Picchiò la madre, un anno e mezzo a tossicomane di Ceglie

CEGLIE MESSAPICA – Un anno e sei mesi di carcere per avere maltrattato i genitori. Assoluzione, invece, dal reato di estorsione. E’ la condanna comminata ad Antonio Turrisi, 30 anni, di Ceglie Messapica, arrestato il 2 marzo scorso su denuncia dei genitori. Che questa mattina erano in aula. Il padre è scoppiato in lacrime ed è stato colto da malore quando il pubblico ministero Silvia Nastasia ha chiesto la condanna a tre anni di reclusione.

CEGLIE MESSAPICA – Un anno e sei mesi di carcere per avere maltrattato i genitori e permanenza in carcere. Assoluzione, invece, dal reato di estorsione. E’ la condanna comminata ad Antonio Turrisi, 30 anni, di Ceglie Messapica, arrestato il 2 marzo scorso su denuncia dei genitori. Che questa mattina erano in aula. Il padre è scoppiato in lacrime ed è stato colto da malore quando il pubblico ministero Silvia Nastasia ha chiesto la condanna a tre anni di reclusione.

Subito dopo la pubblica accusa, ha preso la parola l’avvocato Aldo Gianfreda, difensore di Turrisi, per il quale ha chiesto l’assoluzione da tutti i reati e in subordine l’assoluzione dalla estorsione e la condanna per i maltrattamenti. La sezione collegiale, presieduta da Giuseppe Licci, ha accolto la tesi difensiva per quanto riguarda l’estorsione, dichiarando la non procedibilità, e lo ha condannato per i maltrattamenti con la recidiva specifica.

> Dati da esaminare:
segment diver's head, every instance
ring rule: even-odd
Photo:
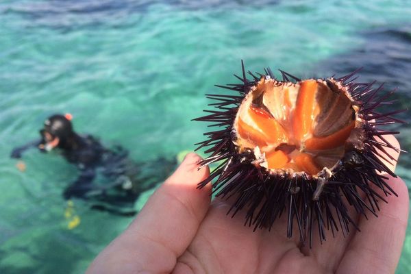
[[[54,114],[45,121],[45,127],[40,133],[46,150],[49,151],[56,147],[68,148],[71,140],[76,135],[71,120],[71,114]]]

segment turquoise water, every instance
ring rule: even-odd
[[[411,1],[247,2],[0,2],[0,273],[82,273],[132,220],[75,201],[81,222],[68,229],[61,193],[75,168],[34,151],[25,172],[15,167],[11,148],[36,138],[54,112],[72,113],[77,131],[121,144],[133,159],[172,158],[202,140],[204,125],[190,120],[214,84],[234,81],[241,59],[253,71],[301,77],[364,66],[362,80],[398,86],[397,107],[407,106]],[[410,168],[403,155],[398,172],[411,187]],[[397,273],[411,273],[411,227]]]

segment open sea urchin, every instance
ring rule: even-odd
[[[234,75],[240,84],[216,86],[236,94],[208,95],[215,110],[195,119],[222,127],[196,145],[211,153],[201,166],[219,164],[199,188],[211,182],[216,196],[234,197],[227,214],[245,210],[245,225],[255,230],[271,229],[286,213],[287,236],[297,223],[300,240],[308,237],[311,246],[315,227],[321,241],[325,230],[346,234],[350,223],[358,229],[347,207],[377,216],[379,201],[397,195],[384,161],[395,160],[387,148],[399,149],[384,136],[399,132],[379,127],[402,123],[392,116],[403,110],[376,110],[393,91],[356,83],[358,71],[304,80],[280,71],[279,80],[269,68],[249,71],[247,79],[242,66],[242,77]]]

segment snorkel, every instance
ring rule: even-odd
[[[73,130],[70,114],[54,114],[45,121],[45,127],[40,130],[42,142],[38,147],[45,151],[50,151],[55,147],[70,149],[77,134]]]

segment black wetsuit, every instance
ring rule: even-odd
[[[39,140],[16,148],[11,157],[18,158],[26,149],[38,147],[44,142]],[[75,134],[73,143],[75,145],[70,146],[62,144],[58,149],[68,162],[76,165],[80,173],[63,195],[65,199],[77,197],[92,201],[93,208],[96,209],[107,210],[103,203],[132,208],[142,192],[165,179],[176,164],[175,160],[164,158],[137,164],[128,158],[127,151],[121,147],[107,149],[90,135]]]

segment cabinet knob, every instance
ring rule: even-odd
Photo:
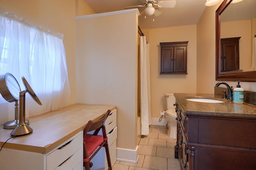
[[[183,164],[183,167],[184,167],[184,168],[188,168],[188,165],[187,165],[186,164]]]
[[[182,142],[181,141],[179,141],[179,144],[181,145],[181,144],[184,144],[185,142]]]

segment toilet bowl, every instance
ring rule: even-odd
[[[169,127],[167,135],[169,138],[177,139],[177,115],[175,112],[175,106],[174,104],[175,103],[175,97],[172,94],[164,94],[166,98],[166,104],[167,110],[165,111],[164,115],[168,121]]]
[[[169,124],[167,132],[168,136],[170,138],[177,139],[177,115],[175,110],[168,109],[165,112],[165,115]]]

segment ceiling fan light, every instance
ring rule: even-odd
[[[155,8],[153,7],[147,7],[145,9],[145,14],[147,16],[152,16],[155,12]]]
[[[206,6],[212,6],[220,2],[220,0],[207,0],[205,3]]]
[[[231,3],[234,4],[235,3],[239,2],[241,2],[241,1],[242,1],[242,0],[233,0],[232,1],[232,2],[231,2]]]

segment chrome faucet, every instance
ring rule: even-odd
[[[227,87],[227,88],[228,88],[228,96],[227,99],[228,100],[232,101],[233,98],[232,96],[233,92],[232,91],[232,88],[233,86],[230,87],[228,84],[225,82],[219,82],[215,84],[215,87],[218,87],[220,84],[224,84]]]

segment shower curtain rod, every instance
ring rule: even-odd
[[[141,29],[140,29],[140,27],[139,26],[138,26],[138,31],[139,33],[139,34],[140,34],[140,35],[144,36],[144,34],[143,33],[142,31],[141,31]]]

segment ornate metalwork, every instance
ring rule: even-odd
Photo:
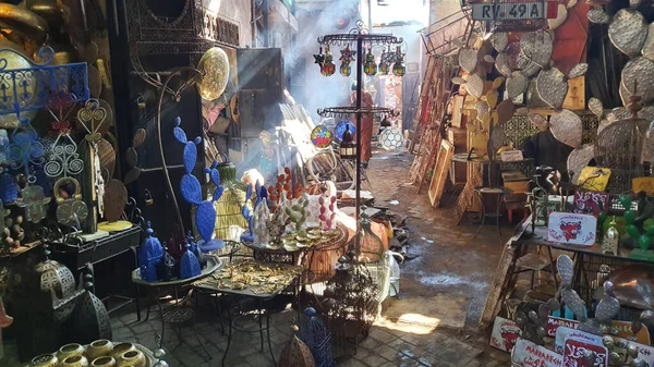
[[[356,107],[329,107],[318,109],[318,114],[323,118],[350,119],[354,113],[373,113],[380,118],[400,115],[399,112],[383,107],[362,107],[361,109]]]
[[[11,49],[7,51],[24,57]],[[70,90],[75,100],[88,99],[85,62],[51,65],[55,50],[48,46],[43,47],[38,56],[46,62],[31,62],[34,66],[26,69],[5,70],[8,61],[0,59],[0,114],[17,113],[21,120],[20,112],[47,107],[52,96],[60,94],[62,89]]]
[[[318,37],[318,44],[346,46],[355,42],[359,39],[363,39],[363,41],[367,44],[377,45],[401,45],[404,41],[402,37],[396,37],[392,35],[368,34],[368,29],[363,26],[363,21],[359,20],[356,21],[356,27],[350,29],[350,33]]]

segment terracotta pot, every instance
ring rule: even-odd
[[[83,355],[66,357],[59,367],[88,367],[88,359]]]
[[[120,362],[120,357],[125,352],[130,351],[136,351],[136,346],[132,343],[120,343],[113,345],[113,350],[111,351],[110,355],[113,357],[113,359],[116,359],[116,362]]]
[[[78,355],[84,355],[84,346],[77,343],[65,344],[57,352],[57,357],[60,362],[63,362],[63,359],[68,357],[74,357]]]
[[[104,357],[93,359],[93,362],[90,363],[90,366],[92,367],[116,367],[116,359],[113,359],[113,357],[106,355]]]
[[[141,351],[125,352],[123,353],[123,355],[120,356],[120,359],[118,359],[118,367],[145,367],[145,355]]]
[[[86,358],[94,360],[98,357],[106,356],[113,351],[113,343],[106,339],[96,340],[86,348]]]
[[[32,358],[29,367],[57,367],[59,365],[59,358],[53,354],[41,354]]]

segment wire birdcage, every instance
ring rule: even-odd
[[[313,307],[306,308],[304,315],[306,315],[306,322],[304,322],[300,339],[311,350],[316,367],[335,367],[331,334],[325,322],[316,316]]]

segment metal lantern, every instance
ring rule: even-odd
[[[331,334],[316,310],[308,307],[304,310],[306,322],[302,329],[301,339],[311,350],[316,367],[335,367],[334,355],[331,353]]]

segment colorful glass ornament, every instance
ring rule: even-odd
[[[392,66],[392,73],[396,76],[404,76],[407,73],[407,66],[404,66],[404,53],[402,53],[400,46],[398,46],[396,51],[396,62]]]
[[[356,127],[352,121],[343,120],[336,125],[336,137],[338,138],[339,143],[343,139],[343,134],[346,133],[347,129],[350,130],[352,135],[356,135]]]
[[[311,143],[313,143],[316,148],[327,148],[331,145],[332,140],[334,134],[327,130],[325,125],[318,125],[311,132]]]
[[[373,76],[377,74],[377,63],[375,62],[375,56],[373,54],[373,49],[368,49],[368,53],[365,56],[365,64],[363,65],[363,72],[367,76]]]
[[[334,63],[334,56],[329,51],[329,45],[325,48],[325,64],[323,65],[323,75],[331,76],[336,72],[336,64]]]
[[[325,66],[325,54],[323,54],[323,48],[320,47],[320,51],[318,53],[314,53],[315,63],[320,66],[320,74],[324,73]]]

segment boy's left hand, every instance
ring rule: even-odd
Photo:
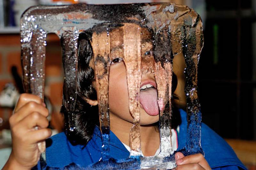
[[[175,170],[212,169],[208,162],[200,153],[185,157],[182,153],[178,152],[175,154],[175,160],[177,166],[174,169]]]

> Consegna 1: Riscrivi l'articolo sulla condanna di Ceglie Messapica da "Subito dopo la" fino a "la recidiva specifica." compreso, sostituendo "tesi difensiva" con "linea difensiva".
> Consegna 2: Per favore, completa il seguito dell'articolo sulla condanna di Ceglie Messapica a partire dal punto in cui si ferma.

> Risposta scritta 1:
Subito dopo la pubblica accusa, ha preso la parola l’avvocato Aldo Gianfreda, difensore di Turrisi, per il quale ha chiesto l’assoluzione da tutti i reati e in subordine l’assoluzione dalla estorsione e la condanna per i maltrattamenti. La sezione collegiale, presieduta da Giuseppe Licci, ha accolto la linea difensiva per quanto riguarda l’estorsione, dichiarando la non procedibilità, e lo ha condannato per i maltrattamenti con la recidiva specifica.

> Risposta scritta 2:
Antonio Turrisi, tossicodipendente per sua stessa ammissione, fu arrestato qualche ora dopo avere avuto un alterco piuttosto animato prima con la madre 63enne e subito dopo con il padre accorso per mettere pace. La donna finì in ospedale. “E’ stato mio figlio”, disse il padre tra le lacrime ai carabinieri chiamati dai medici del pronto soccorso dell’ospedale di Ceglie. Voleva denaro, come altre volte, per comperare la droga.

Il giovane fu rintracciato nella villa Cento Pini e trasferito in caserma, dove nel frattempo si erano recati i genitori per formalizzare la denuncia. “Lo abbiamo fatto per salvarlo dalla droga”, dissero nel corso del loro interrogatorio in tribunale. E aggiunsero, rivolti ai giudici del collegio presieduto da Giuseppe Licci: “Aiutateci a farlo guarire dalla droga”.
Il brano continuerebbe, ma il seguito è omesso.